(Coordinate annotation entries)
============

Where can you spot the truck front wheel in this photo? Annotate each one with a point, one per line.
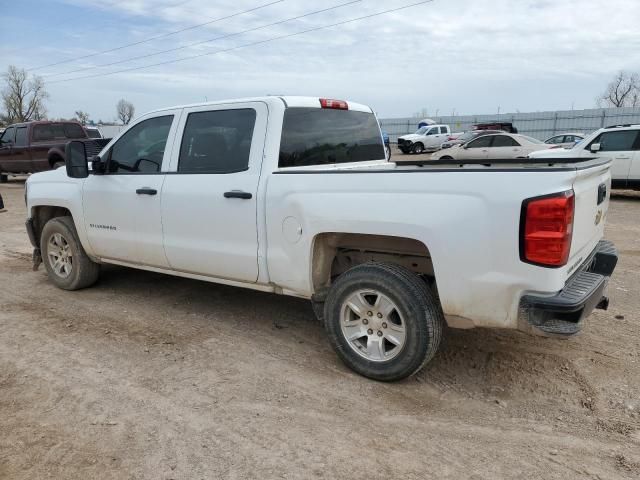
(67, 264)
(383, 321)
(418, 148)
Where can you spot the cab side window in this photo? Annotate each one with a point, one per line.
(141, 149)
(21, 137)
(217, 141)
(622, 141)
(9, 136)
(504, 141)
(481, 142)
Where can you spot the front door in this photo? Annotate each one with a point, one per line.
(617, 145)
(6, 145)
(122, 206)
(477, 149)
(209, 205)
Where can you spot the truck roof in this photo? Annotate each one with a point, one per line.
(42, 122)
(288, 101)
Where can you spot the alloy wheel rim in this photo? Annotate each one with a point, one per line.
(59, 255)
(373, 326)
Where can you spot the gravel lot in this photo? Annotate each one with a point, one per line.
(149, 376)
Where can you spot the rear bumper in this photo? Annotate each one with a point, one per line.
(563, 314)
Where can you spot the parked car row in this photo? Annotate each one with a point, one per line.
(620, 144)
(37, 146)
(494, 146)
(426, 139)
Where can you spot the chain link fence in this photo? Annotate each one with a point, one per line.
(540, 125)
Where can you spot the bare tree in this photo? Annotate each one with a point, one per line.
(623, 91)
(82, 117)
(23, 97)
(126, 111)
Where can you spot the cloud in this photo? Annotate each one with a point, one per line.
(469, 55)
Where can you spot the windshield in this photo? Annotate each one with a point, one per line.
(465, 137)
(93, 133)
(532, 140)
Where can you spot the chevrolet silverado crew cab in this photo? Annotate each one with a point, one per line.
(293, 195)
(619, 144)
(426, 139)
(37, 146)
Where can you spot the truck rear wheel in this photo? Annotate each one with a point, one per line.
(67, 264)
(383, 321)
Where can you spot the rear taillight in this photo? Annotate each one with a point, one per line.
(334, 104)
(546, 229)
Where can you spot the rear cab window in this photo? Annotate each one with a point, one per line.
(57, 131)
(321, 136)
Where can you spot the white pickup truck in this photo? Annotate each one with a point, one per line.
(293, 195)
(426, 139)
(620, 144)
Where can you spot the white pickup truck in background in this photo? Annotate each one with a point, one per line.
(426, 139)
(618, 144)
(293, 195)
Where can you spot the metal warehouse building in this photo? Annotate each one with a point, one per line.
(541, 125)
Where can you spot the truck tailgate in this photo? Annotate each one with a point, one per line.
(592, 188)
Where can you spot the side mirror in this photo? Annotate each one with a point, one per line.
(76, 160)
(97, 165)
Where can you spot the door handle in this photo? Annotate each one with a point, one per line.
(238, 194)
(146, 191)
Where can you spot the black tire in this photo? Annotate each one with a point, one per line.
(83, 272)
(420, 311)
(418, 148)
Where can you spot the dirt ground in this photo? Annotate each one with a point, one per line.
(147, 376)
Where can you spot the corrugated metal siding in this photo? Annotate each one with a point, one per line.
(541, 125)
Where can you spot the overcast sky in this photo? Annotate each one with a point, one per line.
(471, 56)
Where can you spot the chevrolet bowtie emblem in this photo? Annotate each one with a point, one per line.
(599, 216)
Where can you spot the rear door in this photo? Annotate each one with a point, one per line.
(6, 146)
(634, 169)
(209, 204)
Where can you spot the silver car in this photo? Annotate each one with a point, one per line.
(565, 140)
(467, 137)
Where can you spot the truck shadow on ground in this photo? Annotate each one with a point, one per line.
(488, 365)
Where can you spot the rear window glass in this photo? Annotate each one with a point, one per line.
(314, 136)
(57, 131)
(93, 133)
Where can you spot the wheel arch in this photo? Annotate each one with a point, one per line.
(41, 214)
(333, 253)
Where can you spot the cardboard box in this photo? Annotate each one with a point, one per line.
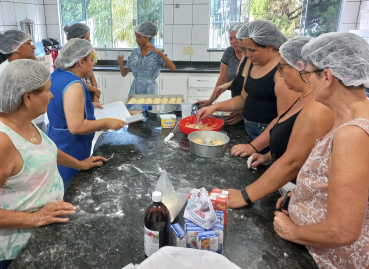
(218, 228)
(220, 203)
(179, 235)
(192, 232)
(208, 241)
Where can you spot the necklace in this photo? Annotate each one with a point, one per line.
(33, 138)
(303, 96)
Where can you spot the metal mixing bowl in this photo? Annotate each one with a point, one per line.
(208, 151)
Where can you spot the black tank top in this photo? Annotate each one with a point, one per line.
(261, 102)
(280, 135)
(237, 83)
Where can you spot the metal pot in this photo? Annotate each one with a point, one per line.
(208, 151)
(157, 110)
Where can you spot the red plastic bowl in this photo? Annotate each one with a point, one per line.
(216, 124)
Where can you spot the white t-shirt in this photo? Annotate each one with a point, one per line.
(2, 66)
(40, 118)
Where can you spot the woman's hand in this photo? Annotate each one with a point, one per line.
(235, 199)
(234, 118)
(115, 124)
(91, 162)
(204, 112)
(283, 225)
(97, 105)
(257, 159)
(96, 91)
(280, 200)
(204, 103)
(120, 59)
(49, 212)
(219, 90)
(242, 150)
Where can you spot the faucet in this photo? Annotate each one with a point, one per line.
(106, 53)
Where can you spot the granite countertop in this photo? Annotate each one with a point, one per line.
(181, 67)
(107, 229)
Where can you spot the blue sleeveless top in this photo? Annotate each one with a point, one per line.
(78, 146)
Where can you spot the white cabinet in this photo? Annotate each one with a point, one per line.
(173, 83)
(201, 87)
(114, 87)
(99, 79)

============

Written instruction: Reproduce all of the material above word for word. Omit the pictures.

Answer for this exercise:
Where can you spot the truck front wheel in this photo? Annotate each one with a point, one per line.
(67, 264)
(383, 321)
(418, 148)
Where can you spot the cab side window in this photo? Annotate each one with a point, one per line.
(141, 149)
(21, 137)
(217, 141)
(622, 141)
(9, 136)
(504, 141)
(481, 142)
Where can you spot the front door in this photo? Annotate each one with a point, one per line.
(617, 145)
(6, 145)
(122, 206)
(477, 149)
(209, 205)
Where can you spot the truck roof in this photo? Annotate each one with a point, one per line.
(42, 122)
(288, 101)
Where can you spot the alloy wheel rim in this photo? Annotate each one with a point, one per line.
(59, 255)
(373, 326)
Where can you spot the gravel lot in this photo? Annotate each one with a point, one per line.
(149, 376)
Where can you spot the rear bumper in this photo? Annotate each one with a point, one per line.
(563, 314)
Where can you spot the parked car row in this photo? Annotate each one with a point, one per line.
(620, 144)
(37, 146)
(494, 146)
(426, 139)
Where can you spot the chain link fence in this photo? Annotate each one with a point, one per line.
(540, 125)
Where can you spot the bare tree in this photo? Annotate each one with a point, one per line.
(623, 91)
(82, 117)
(23, 97)
(126, 111)
Where can you spot the cloud in this photo? Annotate each one with a point, one per line.
(469, 55)
Where can you spot the windshield in this photo? Annotate each one with a point, one per line.
(465, 137)
(93, 133)
(532, 140)
Where can you spot the chevrolet silverado crew cab in this photo? Annotate each one with a point, one per line.
(293, 195)
(619, 144)
(426, 139)
(37, 146)
Where can you spot the truck rear wheel in this photo? Annotate each one with a point, one per line.
(67, 264)
(383, 321)
Where can you spot the rear taillight in this photo? Annotate each one with a point, one per line.
(334, 104)
(546, 229)
Where can you spot the rear cab window in this photo? Annotate each one with a point, one per line.
(57, 131)
(321, 136)
Where can you spot the white pickup truck in this photo? Annotate each one with a point, one per line.
(293, 195)
(426, 139)
(620, 144)
Where can you spot the white pickup truck in background in this photo? Annotate each one with a point, one per line.
(426, 139)
(618, 144)
(293, 195)
Where can you spot the metal warehouse building in this photo? Annotate each one with a point, one per line.
(541, 125)
Where can you spot the truck tailgate in this photo? Annotate each one with a point, one per line.
(592, 188)
Where can you spot the side mirror in this photo? Annotate each one with a point, one per line.
(76, 160)
(97, 165)
Where can you spot the door handle in this photo? Annotate each one with a point, one per line.
(238, 194)
(146, 191)
Where can you spot the black tire in this photo? Annotate each one with a point, one per line.
(83, 272)
(420, 311)
(418, 148)
Where can you spot the dirt ground in this photo? Annotate each one with a point, one per line.
(147, 376)
Where can you spot the corrugated metal siding in this photo? Annotate each one with a point, one per line.
(541, 125)
Where can you spot the overcast sky in this photo? Annotate each one with a point, one per line.
(471, 56)
Where can you spot the chevrolet bowtie emblem in this photo? Annotate each one with a point, one per line.
(599, 216)
Where can you spot the rear door in this photo? Annotate each one with a point, one per line.
(6, 146)
(634, 169)
(209, 204)
Where can you spot the silver car in this photo? Annotate each one with a point, one per line.
(565, 140)
(467, 137)
Where can you spot the truck shadow on ground in this photo? Annotate each one with a point, one per line.
(488, 365)
Where can you spot the rear window glass in this photo? Annotate each one with a point, one per line.
(314, 136)
(57, 131)
(93, 133)
Where can you spot the wheel arch in this photo? Annotate each one with a point, one per line.
(41, 214)
(333, 253)
Where can you spot the cardboard box in this photo? Annotate each one with a point, one per line.
(218, 228)
(220, 203)
(179, 235)
(192, 232)
(208, 241)
Where can you spot the necklace in this photo? Annotate each one with a point, one per line.
(33, 138)
(303, 96)
Where can you spot the metal mixing bowl in this photo? Annotate each one with a point, one per line.
(208, 151)
Where can you spot the black tank top in this photo? Annotate each one with a point, one per line.
(261, 102)
(280, 135)
(237, 83)
Where can you spot the metal pot in this photo? Annotate each one with a point, one per line.
(208, 151)
(157, 110)
Where can you spot the red plastic bowl in this photo? Annotate each one with a point, one per line.
(216, 124)
Where can you spot the white t-shirt in this photo? Annotate each one with a point, one per line.
(2, 66)
(40, 118)
Where can you spot the woman's hand in this photo? Annotate each one with a point, one per line.
(235, 199)
(234, 118)
(115, 124)
(91, 162)
(204, 112)
(283, 225)
(97, 105)
(257, 159)
(96, 91)
(280, 200)
(204, 103)
(120, 59)
(49, 212)
(219, 90)
(242, 150)
Where can you spot the faucet in this photo? Annotate each one with a point, one per line.
(106, 53)
Where can you spot the granite countertop in this photo? Annotate each one with a point, one per line.
(181, 67)
(107, 229)
Where can you spot the blue sleeveless top in this photo? Annotate each one with a point, one per line.
(78, 146)
Where can you spot the white cabinet in this photo? Annotate each one with a point, one per line.
(173, 83)
(201, 87)
(114, 87)
(99, 79)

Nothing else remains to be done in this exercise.